- [Request 1]
List every name that the passage on weekly Mishna study before Shavuot uses for the tractate it discusses.
- [Request 2]
Write out everything in the passage on weekly Mishna study before Shavuot from "At TorahTutors, we" down to "with our mission.".

- [Text provided]
---*---

There is a widespread custom to study a chapter of Pirkei Avot – a popular and particularly accessible tractate of Mishna – each week between Pesach and Shavuot. Known in English as Ethics of Our Fathers, Pirkei Avot contains many teachings that go beyond the letter of the law, offering guidance on character development that may be seen as a prerequisite to appropriate study and fulfillment of Torah law. At the same time, the tractate is rife with messages about Torah study itself. Both aspects make it particularly appropriate to study in the weeks leading up to Shavuot.
At TorahTutors, we are of course all about learning Torah! We’d like to share some highlights from this week’s chapter that especially resonate with our mission.
Avot Chapter 2
Mishna 2: Rabban Gamliel, the son of Rabbi Yehuda HaNasi, says: Torah study is good with “derech eretz” [lit. way of the world – often understood here as working for a living], for the weariness of both causes sin to be forgotten. And any Torah that is not accompanied by work, in the end it is neglected and causes sin.

---*---

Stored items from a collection
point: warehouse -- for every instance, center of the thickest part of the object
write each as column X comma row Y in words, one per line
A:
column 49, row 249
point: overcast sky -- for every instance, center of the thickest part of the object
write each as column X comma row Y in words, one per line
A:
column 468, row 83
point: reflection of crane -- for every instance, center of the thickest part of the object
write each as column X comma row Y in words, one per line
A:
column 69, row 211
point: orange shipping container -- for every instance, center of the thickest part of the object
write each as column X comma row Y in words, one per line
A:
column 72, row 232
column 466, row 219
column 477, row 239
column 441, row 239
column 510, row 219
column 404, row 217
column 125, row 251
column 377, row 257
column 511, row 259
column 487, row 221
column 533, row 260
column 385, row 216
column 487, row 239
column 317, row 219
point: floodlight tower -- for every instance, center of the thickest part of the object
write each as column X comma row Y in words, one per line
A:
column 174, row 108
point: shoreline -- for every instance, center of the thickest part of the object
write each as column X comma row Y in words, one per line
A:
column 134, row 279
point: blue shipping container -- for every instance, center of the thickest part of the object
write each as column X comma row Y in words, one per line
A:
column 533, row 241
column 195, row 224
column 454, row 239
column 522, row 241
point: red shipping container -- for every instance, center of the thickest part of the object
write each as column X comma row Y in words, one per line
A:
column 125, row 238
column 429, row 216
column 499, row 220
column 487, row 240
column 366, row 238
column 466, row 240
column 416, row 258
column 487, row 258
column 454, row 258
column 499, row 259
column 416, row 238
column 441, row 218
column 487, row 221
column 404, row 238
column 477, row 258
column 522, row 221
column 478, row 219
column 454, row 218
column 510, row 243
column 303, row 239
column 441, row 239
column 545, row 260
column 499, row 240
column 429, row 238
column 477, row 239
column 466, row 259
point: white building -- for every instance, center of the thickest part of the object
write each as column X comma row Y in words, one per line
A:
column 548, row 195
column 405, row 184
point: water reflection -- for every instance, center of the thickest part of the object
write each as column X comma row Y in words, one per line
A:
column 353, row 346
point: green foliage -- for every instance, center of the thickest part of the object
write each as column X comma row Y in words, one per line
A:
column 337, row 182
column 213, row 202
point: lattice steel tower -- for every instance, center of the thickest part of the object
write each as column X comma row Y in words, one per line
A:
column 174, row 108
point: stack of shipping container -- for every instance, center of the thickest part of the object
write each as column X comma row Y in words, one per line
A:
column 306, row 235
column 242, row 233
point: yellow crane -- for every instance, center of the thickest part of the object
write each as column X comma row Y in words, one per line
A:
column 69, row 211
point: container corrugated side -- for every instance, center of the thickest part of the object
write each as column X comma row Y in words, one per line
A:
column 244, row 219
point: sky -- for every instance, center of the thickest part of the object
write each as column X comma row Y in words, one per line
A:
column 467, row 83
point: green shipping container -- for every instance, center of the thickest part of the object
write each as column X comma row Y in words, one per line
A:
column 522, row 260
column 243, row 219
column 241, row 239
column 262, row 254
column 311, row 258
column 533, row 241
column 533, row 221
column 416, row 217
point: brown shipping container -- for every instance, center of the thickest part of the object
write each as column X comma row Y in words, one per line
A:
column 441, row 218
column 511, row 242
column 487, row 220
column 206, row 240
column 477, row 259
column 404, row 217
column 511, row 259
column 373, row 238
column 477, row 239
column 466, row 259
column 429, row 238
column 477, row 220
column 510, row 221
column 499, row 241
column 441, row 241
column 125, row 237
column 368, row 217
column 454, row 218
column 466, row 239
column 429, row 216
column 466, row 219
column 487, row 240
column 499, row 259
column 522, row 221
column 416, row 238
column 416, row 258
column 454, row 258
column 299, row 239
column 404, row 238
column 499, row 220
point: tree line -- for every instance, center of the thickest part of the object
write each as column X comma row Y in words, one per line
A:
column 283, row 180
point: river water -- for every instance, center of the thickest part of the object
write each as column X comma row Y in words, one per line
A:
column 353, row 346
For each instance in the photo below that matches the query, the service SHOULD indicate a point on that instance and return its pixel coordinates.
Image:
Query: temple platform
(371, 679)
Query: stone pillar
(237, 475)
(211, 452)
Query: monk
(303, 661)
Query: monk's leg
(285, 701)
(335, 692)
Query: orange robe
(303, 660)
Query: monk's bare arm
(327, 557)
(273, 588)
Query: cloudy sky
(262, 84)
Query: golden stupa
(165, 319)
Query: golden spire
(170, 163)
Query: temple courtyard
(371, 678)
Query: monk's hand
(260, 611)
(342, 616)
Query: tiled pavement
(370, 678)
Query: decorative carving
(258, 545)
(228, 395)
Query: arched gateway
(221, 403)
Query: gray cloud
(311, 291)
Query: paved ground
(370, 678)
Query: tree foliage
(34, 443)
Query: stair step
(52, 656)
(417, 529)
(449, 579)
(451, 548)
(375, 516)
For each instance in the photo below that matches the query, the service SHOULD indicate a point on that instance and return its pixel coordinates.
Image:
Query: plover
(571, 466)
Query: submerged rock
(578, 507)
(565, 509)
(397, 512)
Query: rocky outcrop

---*---

- [Full output 1]
Pirkei Avot; Ethics of Our Fathers; Avot

- [Full output 2]
At TorahTutors, we are of course all about learning Torah! We’d like to share some highlights from this week’s chapter that especially resonate with our mission.